- **Aim of the exercise**:
Reproduce word for word the part of the busy-weekend post that runs from "Last week I" to "meat or nuts.".
** start Passage **
Last week I had a very busy weekend. It involved some precious time spent at a friends’ cottage, an 8-year-old’s rainbow loom and cupcake decorating birthday party, saying goodbye to my oldest niece and nephew as they traveled back to their homes in Israel, celebrating my in-laws’ anniversary at an extremely meaty restaurant (bone marrow anyone?) where I was obviously the only one who didn’t eat meat or nuts.
For the majority of the weekend, my phone was tucked inside my back pocket, and my camera was sitting in a safe place—tucked inside my camera bag.
Because I’m admittedly mostly completely addicted to taking photos and to updating and checking all of my social media channels, those devices did make some appearances. I took a few great photos of great moments and I did tweet a couple of times. But for the most part, I was enjoying my husband, my children, my friends, my family. My phone is the first thing I check when I wake up in the morning—is there any news on Twitter, what’s the weather like today, any important emails come in during the night, did anyone like my last instagram photo. My phone is the last thing I check before I go to sleep at night—must imdb that guy from that show we just watched, must just finish this last level of Candy Crush, must finish this last chapter of Ghost Moth.
** end Passage **
** start Excerpted data **
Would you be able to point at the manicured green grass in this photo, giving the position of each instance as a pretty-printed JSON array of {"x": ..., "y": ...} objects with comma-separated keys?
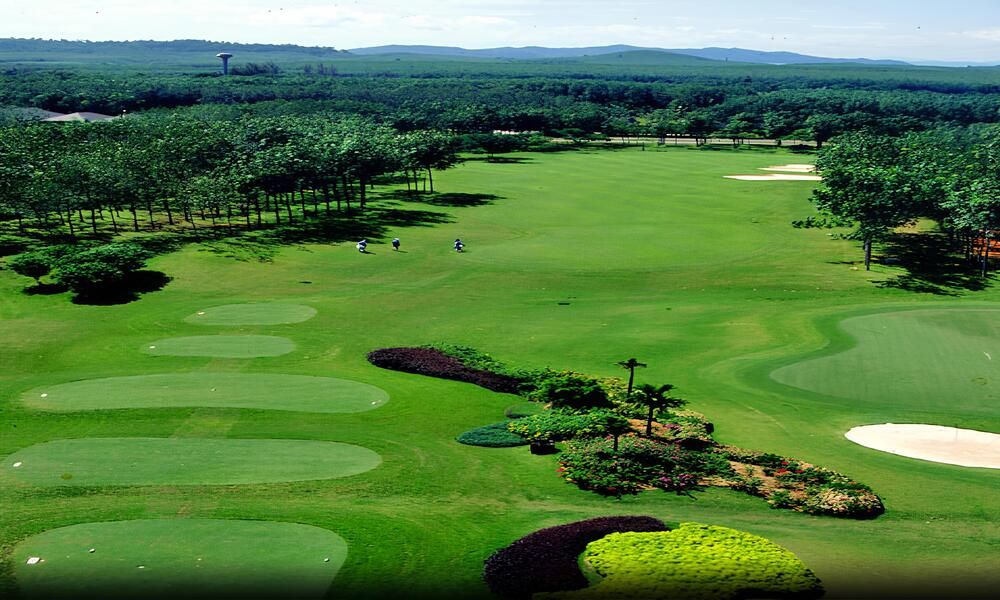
[
  {"x": 915, "y": 359},
  {"x": 260, "y": 313},
  {"x": 577, "y": 260},
  {"x": 172, "y": 558},
  {"x": 222, "y": 346},
  {"x": 185, "y": 461},
  {"x": 229, "y": 390}
]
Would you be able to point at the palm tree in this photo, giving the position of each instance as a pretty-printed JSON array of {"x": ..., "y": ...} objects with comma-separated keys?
[
  {"x": 630, "y": 364},
  {"x": 657, "y": 398}
]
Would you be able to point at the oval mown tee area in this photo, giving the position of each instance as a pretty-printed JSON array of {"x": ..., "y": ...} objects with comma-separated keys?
[
  {"x": 260, "y": 313},
  {"x": 185, "y": 461},
  {"x": 178, "y": 558},
  {"x": 927, "y": 360},
  {"x": 221, "y": 346},
  {"x": 261, "y": 391}
]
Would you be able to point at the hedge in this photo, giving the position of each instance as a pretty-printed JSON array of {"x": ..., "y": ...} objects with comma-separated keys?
[
  {"x": 546, "y": 560},
  {"x": 695, "y": 561}
]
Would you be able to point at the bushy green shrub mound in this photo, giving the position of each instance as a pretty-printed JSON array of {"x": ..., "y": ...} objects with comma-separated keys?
[
  {"x": 694, "y": 562},
  {"x": 495, "y": 435},
  {"x": 560, "y": 425}
]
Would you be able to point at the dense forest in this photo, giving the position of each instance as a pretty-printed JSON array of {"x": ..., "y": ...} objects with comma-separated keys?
[{"x": 197, "y": 146}]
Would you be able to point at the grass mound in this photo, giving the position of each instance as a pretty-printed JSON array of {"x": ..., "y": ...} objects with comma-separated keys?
[
  {"x": 180, "y": 558},
  {"x": 546, "y": 560},
  {"x": 222, "y": 346},
  {"x": 222, "y": 390},
  {"x": 185, "y": 461},
  {"x": 262, "y": 313},
  {"x": 495, "y": 435},
  {"x": 912, "y": 361},
  {"x": 694, "y": 562}
]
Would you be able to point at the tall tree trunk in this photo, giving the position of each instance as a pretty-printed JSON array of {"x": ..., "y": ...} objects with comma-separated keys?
[{"x": 986, "y": 252}]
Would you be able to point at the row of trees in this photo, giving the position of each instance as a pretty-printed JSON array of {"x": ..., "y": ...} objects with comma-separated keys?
[
  {"x": 158, "y": 170},
  {"x": 773, "y": 107},
  {"x": 880, "y": 182}
]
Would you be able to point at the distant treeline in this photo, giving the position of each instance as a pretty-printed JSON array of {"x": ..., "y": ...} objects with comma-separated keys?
[{"x": 699, "y": 106}]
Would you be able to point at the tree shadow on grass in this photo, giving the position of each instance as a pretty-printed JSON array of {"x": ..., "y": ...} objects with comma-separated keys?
[
  {"x": 932, "y": 266},
  {"x": 44, "y": 289},
  {"x": 453, "y": 199},
  {"x": 128, "y": 290}
]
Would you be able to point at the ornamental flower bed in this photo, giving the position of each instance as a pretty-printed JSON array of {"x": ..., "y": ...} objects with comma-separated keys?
[
  {"x": 800, "y": 486},
  {"x": 435, "y": 363},
  {"x": 546, "y": 560},
  {"x": 693, "y": 562}
]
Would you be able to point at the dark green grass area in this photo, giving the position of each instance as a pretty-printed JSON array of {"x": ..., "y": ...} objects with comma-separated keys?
[
  {"x": 912, "y": 359},
  {"x": 175, "y": 558},
  {"x": 260, "y": 313},
  {"x": 185, "y": 461},
  {"x": 222, "y": 346},
  {"x": 581, "y": 259},
  {"x": 229, "y": 390}
]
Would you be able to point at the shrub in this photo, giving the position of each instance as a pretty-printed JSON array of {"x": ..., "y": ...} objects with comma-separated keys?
[
  {"x": 495, "y": 435},
  {"x": 694, "y": 561},
  {"x": 94, "y": 270},
  {"x": 546, "y": 560},
  {"x": 31, "y": 264},
  {"x": 433, "y": 362},
  {"x": 566, "y": 389},
  {"x": 560, "y": 425},
  {"x": 842, "y": 502},
  {"x": 639, "y": 463}
]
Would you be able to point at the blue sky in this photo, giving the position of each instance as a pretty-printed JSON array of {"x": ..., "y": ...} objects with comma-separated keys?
[{"x": 966, "y": 30}]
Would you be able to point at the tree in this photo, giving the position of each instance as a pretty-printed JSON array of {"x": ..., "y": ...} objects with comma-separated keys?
[
  {"x": 32, "y": 264},
  {"x": 631, "y": 365},
  {"x": 656, "y": 399},
  {"x": 864, "y": 182}
]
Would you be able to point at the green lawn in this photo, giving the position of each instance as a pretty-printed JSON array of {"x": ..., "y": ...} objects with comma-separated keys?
[
  {"x": 262, "y": 391},
  {"x": 573, "y": 260},
  {"x": 222, "y": 346},
  {"x": 185, "y": 460},
  {"x": 171, "y": 558}
]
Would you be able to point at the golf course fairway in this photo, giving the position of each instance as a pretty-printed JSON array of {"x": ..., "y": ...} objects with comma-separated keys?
[
  {"x": 176, "y": 558},
  {"x": 227, "y": 390},
  {"x": 186, "y": 461}
]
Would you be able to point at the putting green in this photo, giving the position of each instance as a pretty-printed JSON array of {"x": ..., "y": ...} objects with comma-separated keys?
[
  {"x": 262, "y": 313},
  {"x": 176, "y": 558},
  {"x": 222, "y": 390},
  {"x": 185, "y": 461},
  {"x": 222, "y": 346},
  {"x": 940, "y": 359}
]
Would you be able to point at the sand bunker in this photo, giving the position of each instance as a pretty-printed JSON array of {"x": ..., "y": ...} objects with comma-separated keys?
[
  {"x": 775, "y": 177},
  {"x": 962, "y": 447},
  {"x": 793, "y": 168}
]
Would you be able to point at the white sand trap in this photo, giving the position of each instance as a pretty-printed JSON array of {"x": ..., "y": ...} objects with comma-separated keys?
[
  {"x": 962, "y": 447},
  {"x": 775, "y": 177},
  {"x": 793, "y": 168}
]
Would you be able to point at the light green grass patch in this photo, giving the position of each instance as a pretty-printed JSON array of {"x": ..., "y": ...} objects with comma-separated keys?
[
  {"x": 217, "y": 390},
  {"x": 260, "y": 313},
  {"x": 913, "y": 360},
  {"x": 185, "y": 461},
  {"x": 176, "y": 558},
  {"x": 222, "y": 346}
]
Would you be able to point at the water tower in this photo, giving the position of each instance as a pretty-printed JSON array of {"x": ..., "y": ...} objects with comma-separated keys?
[{"x": 225, "y": 56}]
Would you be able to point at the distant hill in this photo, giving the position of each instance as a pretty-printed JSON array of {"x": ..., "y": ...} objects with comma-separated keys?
[{"x": 537, "y": 52}]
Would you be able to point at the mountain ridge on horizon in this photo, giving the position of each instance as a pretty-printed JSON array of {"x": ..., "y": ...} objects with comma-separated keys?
[{"x": 541, "y": 52}]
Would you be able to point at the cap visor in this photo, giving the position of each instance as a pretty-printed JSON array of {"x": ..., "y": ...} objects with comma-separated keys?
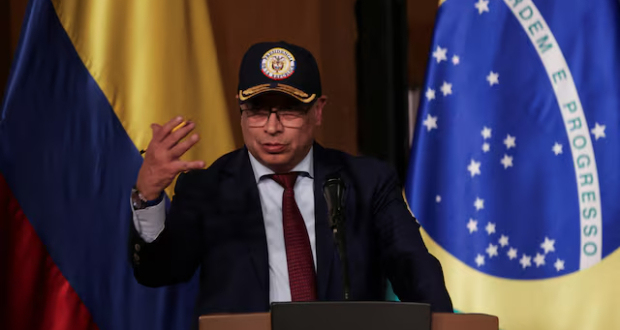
[{"x": 281, "y": 88}]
** end Excerpted data **
- **Correct output**:
Last week I had a very busy weekend. It involved some precious time spent at a friends’ cottage, an 8-year-old’s rainbow loom and cupcake decorating birthday party, saying goodbye to my oldest niece and nephew as they traveled back to their homes in Israel, celebrating my in-laws’ anniversary at an extremely meaty restaurant (bone marrow anyone?) where I was obviously the only one who didn’t eat meat or nuts.